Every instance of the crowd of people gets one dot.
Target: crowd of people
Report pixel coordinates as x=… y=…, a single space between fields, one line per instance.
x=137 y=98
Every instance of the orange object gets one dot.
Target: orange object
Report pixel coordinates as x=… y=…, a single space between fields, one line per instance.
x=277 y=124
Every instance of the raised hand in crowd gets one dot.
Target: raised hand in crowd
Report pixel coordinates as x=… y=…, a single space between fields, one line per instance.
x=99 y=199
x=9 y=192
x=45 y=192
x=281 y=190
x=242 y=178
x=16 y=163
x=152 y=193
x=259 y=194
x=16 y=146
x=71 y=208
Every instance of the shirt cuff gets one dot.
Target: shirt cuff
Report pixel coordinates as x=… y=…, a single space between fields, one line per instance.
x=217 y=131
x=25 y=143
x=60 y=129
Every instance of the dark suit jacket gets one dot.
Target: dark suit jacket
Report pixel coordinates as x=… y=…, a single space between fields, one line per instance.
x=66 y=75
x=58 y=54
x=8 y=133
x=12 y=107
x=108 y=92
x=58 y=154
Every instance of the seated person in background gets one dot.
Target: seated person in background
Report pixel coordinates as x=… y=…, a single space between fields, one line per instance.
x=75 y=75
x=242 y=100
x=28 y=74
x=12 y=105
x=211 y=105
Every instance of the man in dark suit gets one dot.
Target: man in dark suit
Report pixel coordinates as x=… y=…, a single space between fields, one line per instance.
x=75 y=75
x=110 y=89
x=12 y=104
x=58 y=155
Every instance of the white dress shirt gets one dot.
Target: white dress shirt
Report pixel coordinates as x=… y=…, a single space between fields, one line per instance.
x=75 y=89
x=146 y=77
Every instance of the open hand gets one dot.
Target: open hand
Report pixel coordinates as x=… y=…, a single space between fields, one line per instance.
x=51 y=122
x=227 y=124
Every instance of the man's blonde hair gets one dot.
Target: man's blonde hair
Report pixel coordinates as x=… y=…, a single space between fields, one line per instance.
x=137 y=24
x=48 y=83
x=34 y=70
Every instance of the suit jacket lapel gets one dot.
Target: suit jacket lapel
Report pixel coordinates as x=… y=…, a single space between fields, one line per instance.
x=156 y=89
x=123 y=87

§

● **Stated task**: Output all of the data above as a two-column CSV with the headers instruction and points. Give one row for each instruction block paired with its coordinate lines, and put each value in a single double-quoted field with its line breaks replaced by spaces.

● **Written answer**:
instruction,points
"Every instance of the crowd of people gets one dot. Target: crowd of people Report pixel coordinates as x=… y=…, a single space between fields, one line per instance.","x=137 y=98"
"Every instance of the orange object gets one dot. Target: orange object Report pixel coordinates as x=… y=…, a single space between fields, one line per instance.","x=277 y=124"
"Every instance of the raised hand in crowd gets one dot. Target: raised hand in crowd Report pixel coordinates as x=… y=…, a single space between fields, one line per instance.","x=99 y=199 x=9 y=192 x=45 y=192 x=281 y=190 x=242 y=178 x=16 y=163 x=152 y=193 x=259 y=194 x=16 y=146 x=71 y=208"
"Every instance of the shirt cuff gets one dot. Target: shirt cuff Report pixel coordinates as x=… y=…, a single space between fields, one line per instance.","x=217 y=131 x=25 y=143 x=60 y=129"
"Every instance of the dark suit jacket gets one dot. Target: dark suit jacket Report pixel coordinates as x=… y=…, a single space between fields, one line per instance.","x=66 y=75 x=58 y=54 x=8 y=133 x=12 y=107 x=108 y=92 x=58 y=154"
"Every instance of the seated person in background gets one dot. Target: seated person in background Report pixel coordinates as x=… y=…, a single space between fields, one line per instance.","x=75 y=75 x=242 y=100 x=28 y=74 x=12 y=105 x=211 y=105"
"Every instance of the man in dark suit gets one dot. Target: man in dark suit Report pixel coordinates as x=… y=…, a single space between fields, one line per instance.","x=75 y=75 x=110 y=89 x=12 y=104 x=58 y=155"
"Every instance of the white dress shirt gets one dot. Target: white dress shirt Report pixel coordinates as x=… y=…, a single space between fields, one line per instance.","x=75 y=89 x=146 y=77"
"Every instance of the open hand gets one dot. Target: open hand Report pixel coordinates as x=… y=…, a single space between fields, one line per instance.","x=51 y=122 x=227 y=124"
"Every instance of the man's blonde hair gets one dot. Target: man's blonde hair Report pixel coordinates as x=… y=…, a single space between fields, one line per instance.","x=137 y=24 x=48 y=83 x=34 y=70"
"Every instance of the suit jacket lapel gets one dot. Target: suit jacket lapel Report pixel coordinates as x=… y=…, a single space between fields, one line per instance.","x=156 y=89 x=123 y=87"